◆ Prompt 1
Duplicate the part of the Oleander passage between "Oleander fit the" and "animal lover’s heartstrings.", inclusive.
◆ Prompt 2
Finish out the next part of the passage about Oleander the dog, picking up after its final sentence.

Oleander fit the “media darling” description perfectly: She resembled a well-known breed, was well-behaved and was photogenic with her vibrant auburn short-hair coat. And her predicament was bound to tug at any animal lover’s heartstrings.

When captured, Oleander weighed 34 pounds -- 20 pounds underweight -- and had a broken right leg that will require about $5,000 in surgery. She had no identification such as a license tag or microchip.

To determine Oleander’s rightful owner, shelter staff interviewed each of the 10 callers and was able to narrow down a match to a family in Banning who had license paperwork and a believable story about how their dog jumped the fence and got lost during a storm. Oleander and her owners are expected to be reunited this week, but only after they locate a veterinarian for surgery on her leg and promise the county they will finance the procedure, said John Welsh, a Riverside County Department of Animal Services spokesman.

◆ Material supplied
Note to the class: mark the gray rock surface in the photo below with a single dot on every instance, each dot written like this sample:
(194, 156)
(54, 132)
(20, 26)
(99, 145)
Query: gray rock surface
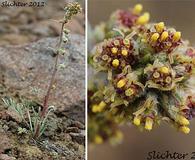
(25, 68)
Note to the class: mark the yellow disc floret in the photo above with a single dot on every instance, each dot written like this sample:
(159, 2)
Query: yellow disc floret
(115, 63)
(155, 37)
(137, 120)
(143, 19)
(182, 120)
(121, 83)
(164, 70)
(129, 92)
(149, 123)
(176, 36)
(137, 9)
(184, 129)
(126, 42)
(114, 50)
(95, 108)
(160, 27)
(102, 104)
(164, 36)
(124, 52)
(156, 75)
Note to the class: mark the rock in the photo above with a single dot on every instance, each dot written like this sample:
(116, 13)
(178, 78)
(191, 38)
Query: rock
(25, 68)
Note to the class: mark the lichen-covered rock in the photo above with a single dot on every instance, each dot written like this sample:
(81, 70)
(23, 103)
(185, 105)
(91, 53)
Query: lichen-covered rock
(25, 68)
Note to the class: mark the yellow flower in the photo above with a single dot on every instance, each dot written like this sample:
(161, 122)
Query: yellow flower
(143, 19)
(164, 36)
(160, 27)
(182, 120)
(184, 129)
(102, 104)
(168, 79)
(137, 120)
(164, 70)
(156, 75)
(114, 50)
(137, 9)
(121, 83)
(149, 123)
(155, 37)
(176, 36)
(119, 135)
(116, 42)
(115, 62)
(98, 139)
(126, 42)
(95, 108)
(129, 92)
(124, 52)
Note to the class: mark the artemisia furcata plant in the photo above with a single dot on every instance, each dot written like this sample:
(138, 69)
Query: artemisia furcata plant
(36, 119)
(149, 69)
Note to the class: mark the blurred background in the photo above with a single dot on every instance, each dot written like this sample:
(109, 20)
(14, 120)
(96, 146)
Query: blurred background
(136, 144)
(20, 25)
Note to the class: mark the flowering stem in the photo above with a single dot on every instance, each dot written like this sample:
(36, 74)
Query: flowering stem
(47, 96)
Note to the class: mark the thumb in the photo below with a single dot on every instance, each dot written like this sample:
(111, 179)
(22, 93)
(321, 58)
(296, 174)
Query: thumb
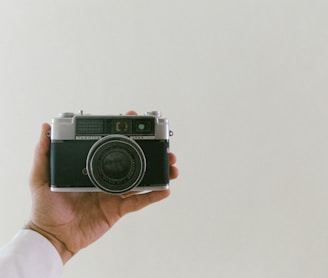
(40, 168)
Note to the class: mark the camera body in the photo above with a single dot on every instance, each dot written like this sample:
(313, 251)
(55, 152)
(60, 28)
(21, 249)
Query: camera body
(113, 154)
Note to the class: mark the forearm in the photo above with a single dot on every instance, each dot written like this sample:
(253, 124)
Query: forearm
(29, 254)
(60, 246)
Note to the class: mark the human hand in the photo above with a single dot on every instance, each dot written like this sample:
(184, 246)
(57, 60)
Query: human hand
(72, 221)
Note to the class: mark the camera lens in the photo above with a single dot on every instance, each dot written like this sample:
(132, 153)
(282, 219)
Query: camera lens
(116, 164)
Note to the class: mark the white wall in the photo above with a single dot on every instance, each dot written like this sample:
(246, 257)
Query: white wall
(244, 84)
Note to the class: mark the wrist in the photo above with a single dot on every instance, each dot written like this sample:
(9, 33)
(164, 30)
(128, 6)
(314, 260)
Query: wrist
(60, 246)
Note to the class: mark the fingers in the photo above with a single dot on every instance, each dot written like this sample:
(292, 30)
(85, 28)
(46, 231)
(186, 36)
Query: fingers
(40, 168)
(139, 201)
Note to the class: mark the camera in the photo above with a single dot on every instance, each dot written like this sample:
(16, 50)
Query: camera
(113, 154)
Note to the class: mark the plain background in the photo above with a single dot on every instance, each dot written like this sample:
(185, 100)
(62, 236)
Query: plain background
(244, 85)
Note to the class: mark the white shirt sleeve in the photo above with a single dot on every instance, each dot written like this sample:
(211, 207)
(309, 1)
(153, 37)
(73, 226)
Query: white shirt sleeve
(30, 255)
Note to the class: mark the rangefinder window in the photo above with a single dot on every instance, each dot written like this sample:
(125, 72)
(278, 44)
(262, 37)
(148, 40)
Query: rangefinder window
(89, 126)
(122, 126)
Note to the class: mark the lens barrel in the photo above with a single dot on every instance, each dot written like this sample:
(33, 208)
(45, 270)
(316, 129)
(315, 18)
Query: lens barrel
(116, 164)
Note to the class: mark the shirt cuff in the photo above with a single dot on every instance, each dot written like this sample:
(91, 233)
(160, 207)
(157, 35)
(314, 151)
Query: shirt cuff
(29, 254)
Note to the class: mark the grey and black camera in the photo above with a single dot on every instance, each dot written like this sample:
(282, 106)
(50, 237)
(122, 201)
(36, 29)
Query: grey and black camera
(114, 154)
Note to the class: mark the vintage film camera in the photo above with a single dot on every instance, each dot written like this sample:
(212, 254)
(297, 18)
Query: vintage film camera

◆ Answer box 1
Oleander fit the “media darling” description perfectly: She resembled a well-known breed, was well-behaved and was photogenic with her vibrant auburn short-hair coat. And her predicament was bound to tug at any animal lover’s heartstrings.

◆ Answer box 2
“Turns out her real name isn’t Oleander; it’s Precious,” Welsh said.

When more than one person wants to adopt an animal whose ownership cannot be determined, shelters will sponsor a raffle or lottery, Boks said. Sometimes people adopt pets similar to the publicized animals that staffers recommend, but not always.

“One more thing I have seen, that is endemic in the industry, is that when an animal is featured on TV, everyone will want that animal and no other will satisfy them,” Boks said.